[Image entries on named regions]
○ ○ ○

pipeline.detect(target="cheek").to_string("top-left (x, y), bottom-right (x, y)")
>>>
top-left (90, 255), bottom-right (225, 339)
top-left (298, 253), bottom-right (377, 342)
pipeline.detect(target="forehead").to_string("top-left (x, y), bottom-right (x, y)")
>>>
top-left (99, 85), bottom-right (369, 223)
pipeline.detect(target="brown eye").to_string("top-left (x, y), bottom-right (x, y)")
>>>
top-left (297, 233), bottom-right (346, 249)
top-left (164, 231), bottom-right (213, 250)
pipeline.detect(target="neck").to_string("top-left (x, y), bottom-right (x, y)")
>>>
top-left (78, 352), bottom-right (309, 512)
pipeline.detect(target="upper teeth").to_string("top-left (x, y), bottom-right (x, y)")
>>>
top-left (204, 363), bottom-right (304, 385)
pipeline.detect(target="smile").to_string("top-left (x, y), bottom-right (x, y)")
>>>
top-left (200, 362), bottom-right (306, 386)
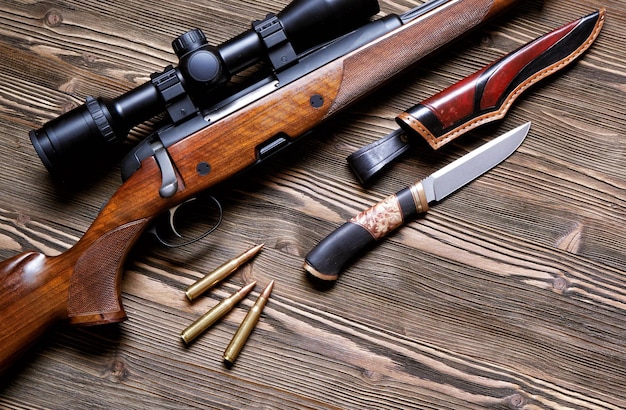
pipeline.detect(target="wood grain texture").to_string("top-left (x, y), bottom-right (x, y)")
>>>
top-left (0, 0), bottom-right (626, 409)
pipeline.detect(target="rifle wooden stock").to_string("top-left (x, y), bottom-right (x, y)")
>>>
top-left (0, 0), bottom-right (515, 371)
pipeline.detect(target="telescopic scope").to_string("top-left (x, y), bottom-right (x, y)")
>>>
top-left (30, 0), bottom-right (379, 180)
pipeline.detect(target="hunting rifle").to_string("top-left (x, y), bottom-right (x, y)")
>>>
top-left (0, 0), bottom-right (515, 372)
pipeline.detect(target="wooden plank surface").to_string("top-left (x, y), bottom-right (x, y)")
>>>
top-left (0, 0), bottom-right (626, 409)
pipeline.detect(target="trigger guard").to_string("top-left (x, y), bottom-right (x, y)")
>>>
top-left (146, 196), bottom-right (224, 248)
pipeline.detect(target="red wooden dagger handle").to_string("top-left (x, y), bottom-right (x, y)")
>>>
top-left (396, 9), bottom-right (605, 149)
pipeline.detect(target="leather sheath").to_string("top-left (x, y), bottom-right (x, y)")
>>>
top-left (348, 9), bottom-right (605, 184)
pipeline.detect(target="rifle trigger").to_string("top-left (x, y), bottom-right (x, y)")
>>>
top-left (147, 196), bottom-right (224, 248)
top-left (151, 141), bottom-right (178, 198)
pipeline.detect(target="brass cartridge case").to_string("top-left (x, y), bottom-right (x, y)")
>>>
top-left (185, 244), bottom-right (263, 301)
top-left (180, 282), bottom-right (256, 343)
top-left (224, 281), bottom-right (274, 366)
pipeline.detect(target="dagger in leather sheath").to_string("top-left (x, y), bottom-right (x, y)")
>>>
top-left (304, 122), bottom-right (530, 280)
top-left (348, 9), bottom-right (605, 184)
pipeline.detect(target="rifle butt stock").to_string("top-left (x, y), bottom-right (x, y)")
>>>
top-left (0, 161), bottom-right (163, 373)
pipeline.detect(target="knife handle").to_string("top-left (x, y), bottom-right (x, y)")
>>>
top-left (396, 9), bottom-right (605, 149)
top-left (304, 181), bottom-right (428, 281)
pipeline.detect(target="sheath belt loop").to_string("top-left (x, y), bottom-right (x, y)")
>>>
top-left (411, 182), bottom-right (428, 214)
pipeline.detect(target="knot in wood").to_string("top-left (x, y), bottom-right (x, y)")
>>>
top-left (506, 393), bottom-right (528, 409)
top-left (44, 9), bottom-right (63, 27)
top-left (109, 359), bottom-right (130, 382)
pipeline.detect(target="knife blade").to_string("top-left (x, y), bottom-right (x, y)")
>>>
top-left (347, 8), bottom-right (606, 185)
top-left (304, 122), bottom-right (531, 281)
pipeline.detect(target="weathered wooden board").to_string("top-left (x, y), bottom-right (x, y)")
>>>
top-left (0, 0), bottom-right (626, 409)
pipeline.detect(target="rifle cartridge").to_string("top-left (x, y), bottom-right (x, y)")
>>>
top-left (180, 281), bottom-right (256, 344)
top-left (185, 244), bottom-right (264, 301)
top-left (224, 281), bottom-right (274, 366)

○ ○ ○

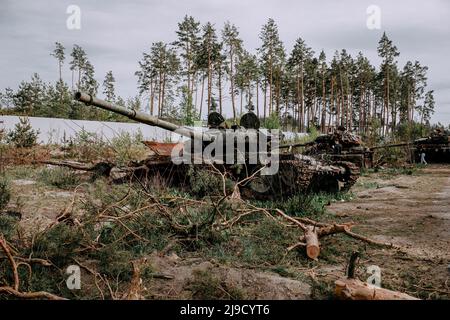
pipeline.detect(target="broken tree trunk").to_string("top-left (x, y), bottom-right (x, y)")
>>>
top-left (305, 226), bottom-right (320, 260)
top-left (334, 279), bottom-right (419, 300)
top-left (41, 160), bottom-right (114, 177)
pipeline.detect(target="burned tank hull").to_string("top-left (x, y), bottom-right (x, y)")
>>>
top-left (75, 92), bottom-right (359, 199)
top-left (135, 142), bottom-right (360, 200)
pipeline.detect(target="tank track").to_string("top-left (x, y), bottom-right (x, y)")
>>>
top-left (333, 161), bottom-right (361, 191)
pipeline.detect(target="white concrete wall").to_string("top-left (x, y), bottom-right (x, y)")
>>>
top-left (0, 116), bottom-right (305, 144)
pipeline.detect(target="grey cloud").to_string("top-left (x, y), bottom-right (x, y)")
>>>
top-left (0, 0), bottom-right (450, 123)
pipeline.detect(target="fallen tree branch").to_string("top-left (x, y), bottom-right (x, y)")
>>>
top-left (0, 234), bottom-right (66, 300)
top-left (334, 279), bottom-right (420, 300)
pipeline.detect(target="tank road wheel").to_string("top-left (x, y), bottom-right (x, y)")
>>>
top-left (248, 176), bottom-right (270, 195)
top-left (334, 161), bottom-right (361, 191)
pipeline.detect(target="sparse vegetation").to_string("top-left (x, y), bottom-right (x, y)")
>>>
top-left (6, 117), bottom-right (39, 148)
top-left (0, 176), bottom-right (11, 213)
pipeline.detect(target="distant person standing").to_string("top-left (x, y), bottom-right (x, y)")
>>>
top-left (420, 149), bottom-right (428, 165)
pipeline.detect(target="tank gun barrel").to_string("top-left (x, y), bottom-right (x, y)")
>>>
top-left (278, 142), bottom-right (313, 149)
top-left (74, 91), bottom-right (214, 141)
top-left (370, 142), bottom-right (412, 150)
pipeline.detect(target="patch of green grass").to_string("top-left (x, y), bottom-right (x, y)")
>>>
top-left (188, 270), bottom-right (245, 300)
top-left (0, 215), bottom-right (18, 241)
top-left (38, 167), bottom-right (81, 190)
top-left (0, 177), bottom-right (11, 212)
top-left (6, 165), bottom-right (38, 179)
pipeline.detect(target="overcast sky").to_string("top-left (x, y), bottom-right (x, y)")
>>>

○ ○ ○

> [DIRECTIONS FOR THIS TASK]:
How many of the lines above contain the word "knife"? Reply with the number only.

> [SOLUTION]:
2